- _WHAT IS EXPECTED_: Recast the records, starting with their first line and going on through the line containing "column 27, row 364" (both of those lines included), as a JSON list of strings with one string per line. Leave out blank lines and the pictures.

- _RECORDS FOR THE EXERCISE_:
- - - - - - -

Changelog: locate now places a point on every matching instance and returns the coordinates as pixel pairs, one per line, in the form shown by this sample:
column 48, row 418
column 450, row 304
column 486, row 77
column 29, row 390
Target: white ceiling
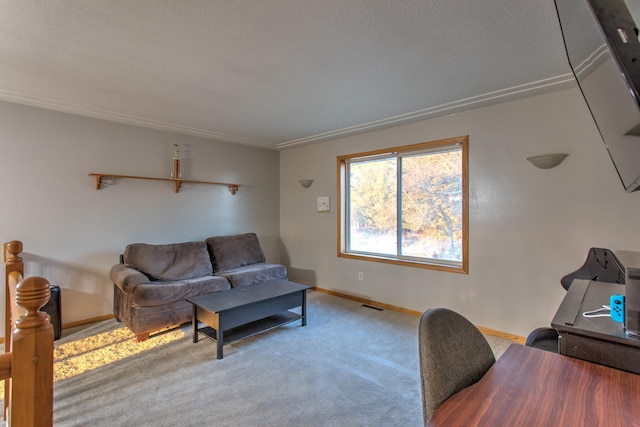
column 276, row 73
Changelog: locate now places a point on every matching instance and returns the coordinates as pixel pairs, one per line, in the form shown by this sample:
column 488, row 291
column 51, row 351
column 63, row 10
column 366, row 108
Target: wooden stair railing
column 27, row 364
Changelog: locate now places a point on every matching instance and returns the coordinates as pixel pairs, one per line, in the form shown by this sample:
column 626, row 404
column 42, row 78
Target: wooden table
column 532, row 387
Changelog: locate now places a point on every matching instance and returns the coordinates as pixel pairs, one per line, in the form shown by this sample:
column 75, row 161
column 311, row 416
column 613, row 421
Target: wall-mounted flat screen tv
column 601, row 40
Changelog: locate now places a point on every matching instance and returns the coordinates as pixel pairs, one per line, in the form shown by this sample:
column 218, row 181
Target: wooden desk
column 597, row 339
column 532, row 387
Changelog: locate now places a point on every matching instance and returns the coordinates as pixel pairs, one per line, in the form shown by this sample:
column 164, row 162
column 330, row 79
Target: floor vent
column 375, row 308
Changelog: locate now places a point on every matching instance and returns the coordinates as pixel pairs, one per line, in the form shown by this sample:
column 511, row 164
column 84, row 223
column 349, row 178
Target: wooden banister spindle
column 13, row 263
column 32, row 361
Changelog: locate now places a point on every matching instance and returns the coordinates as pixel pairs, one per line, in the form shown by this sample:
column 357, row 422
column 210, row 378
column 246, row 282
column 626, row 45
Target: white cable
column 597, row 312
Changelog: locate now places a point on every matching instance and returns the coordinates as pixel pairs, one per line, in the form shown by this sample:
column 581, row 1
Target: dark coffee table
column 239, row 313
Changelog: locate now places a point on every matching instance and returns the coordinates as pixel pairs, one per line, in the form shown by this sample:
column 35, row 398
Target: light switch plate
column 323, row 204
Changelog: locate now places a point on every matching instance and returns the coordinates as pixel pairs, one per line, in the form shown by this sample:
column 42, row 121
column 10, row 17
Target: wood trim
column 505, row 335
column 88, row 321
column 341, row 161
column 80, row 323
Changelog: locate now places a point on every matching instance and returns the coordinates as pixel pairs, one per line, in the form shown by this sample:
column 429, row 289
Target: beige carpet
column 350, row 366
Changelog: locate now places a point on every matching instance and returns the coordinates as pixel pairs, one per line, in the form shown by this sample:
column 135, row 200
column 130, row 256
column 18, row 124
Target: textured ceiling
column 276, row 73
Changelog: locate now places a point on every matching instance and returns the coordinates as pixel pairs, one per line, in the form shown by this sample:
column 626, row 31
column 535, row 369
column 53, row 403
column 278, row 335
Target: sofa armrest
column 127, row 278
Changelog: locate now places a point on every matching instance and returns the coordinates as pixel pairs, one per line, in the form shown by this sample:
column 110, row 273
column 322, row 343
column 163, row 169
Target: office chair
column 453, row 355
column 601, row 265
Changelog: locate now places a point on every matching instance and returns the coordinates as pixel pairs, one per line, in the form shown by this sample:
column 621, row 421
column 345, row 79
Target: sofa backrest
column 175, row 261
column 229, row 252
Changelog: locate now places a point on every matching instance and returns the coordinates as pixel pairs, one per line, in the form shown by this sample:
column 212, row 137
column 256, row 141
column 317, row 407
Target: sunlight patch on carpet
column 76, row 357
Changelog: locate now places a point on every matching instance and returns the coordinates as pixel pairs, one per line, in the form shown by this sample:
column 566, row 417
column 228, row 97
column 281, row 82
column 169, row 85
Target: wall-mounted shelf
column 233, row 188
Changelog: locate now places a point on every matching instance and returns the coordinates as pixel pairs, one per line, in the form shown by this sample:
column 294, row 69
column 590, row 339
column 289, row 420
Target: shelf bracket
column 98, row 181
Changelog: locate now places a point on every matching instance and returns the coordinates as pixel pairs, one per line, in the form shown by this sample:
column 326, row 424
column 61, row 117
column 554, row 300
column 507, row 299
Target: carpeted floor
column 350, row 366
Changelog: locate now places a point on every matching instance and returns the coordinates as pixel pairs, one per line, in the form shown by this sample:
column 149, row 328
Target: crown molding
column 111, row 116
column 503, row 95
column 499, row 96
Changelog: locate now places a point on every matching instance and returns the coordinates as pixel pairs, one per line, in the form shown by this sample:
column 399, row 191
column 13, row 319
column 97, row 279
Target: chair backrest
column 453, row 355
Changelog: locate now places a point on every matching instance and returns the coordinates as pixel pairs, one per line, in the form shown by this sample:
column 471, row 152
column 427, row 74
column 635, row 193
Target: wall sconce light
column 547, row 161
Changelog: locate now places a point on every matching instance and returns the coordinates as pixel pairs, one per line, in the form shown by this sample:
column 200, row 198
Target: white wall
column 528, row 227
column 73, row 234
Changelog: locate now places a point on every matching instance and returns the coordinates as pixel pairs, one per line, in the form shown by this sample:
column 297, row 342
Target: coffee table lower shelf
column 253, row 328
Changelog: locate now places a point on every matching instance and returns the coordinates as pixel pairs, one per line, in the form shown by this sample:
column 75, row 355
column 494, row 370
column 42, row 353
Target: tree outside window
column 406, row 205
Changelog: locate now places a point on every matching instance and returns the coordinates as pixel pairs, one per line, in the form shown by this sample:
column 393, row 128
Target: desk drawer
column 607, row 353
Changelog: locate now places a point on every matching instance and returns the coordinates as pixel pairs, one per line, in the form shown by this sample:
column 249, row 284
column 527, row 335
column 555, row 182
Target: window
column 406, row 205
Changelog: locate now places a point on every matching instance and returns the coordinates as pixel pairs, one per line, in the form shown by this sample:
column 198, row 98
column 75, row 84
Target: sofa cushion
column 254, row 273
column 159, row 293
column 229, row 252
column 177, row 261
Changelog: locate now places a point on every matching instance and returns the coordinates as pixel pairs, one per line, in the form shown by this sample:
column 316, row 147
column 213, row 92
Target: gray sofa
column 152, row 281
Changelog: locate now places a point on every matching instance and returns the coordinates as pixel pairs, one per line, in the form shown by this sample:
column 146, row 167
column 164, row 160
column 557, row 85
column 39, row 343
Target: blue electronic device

- - - - - - -

- _PROBLEM SOLUTION_:
[
  "Changelog: locate now places a point on every matching instance and returns the coordinates as pixel pairs, one per line, in the form shown by this sample:",
  "column 48, row 418",
  "column 450, row 304",
  "column 486, row 77",
  "column 29, row 390",
  "Target: white ceiling",
  "column 276, row 73",
  "Changelog: locate now places a point on every matching instance and returns the coordinates as pixel pairs, one per line, in the form shown by this sample:",
  "column 488, row 291",
  "column 51, row 351",
  "column 63, row 10",
  "column 366, row 108",
  "Target: wooden stair railing",
  "column 27, row 364"
]